─── MATERIAL PROVIDED
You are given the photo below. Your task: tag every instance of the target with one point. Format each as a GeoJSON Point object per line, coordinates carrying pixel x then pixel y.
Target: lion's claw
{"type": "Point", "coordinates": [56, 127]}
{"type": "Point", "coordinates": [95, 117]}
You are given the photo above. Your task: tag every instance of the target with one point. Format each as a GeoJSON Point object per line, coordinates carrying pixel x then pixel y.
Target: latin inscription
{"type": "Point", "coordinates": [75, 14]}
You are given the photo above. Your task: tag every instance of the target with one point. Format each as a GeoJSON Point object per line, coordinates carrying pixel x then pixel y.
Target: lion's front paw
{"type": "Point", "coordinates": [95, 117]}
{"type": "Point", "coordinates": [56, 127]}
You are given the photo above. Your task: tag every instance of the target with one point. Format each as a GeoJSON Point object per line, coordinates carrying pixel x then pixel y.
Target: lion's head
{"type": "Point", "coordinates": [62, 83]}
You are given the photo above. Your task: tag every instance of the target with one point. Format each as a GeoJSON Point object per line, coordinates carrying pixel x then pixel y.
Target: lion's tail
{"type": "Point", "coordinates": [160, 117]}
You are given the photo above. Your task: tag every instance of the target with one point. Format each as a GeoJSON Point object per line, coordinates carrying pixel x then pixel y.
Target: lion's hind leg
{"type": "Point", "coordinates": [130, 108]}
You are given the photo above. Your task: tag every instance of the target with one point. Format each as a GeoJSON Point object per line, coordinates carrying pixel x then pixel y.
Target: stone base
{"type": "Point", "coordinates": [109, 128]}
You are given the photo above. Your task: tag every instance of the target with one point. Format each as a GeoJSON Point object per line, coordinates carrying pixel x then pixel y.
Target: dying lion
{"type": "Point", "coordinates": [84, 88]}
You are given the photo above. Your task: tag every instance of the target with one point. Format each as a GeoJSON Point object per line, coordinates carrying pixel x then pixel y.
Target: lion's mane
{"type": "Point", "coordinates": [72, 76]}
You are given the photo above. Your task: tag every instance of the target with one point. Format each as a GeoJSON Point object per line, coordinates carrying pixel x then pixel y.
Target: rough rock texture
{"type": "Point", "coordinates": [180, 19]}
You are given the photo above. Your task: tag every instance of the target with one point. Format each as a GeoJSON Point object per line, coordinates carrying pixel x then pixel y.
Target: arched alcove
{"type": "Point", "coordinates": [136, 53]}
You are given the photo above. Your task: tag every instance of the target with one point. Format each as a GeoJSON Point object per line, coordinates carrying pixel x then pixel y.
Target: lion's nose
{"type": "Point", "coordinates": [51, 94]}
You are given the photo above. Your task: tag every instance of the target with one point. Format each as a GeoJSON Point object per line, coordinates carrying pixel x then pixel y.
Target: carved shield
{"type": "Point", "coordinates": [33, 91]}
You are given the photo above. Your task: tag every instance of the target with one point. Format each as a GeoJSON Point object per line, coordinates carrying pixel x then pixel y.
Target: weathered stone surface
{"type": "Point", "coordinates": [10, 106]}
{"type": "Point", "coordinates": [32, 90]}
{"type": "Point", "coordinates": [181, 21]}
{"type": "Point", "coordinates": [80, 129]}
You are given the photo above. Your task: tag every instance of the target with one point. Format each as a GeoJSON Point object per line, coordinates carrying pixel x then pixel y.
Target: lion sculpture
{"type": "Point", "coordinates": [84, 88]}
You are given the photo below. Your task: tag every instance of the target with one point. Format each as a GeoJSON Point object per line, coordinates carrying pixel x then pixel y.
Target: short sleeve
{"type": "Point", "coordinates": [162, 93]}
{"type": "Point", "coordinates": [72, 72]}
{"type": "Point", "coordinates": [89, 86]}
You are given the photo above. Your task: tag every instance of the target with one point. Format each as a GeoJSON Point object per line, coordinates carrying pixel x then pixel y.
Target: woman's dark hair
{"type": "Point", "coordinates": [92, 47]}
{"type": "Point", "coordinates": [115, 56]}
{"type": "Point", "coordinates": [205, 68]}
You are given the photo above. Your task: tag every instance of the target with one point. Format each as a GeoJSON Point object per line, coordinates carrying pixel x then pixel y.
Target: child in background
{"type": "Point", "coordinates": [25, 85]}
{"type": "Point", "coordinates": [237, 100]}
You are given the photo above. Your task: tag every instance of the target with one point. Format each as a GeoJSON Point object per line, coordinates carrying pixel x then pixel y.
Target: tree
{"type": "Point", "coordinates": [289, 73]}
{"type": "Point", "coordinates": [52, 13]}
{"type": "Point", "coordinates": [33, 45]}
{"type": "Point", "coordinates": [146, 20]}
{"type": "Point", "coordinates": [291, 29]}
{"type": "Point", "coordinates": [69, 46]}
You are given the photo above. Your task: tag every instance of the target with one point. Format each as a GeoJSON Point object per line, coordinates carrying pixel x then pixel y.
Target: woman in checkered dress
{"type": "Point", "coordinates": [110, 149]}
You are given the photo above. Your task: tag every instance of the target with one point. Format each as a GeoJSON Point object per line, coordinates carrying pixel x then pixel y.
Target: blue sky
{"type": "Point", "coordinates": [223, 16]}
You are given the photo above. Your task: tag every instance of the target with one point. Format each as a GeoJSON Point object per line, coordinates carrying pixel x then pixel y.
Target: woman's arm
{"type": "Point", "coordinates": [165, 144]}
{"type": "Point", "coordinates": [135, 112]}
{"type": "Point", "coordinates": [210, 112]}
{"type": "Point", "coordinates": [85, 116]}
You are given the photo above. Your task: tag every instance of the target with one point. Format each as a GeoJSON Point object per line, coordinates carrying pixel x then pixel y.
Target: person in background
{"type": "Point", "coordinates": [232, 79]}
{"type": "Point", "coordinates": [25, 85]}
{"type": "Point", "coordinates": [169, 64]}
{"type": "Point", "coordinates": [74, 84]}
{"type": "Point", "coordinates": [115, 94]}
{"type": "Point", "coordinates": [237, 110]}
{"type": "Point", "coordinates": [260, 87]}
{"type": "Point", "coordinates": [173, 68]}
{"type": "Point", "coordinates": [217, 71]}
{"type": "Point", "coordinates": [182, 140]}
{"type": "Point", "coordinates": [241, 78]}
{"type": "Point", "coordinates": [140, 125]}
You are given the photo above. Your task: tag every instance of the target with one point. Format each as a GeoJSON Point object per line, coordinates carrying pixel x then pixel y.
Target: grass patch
──────
EXERCISE DETAILS — List every line of the listing above that contains the string "lion", treating uppercase and lowercase as different.

TASK RESPONSE —
Target: lion's claw
Target: lion's front paw
Target: lion's head
Target: lion's tail
Target: lion's hind leg
Target: dying lion
Target: lion's mane
Target: lion's nose
Target: lion sculpture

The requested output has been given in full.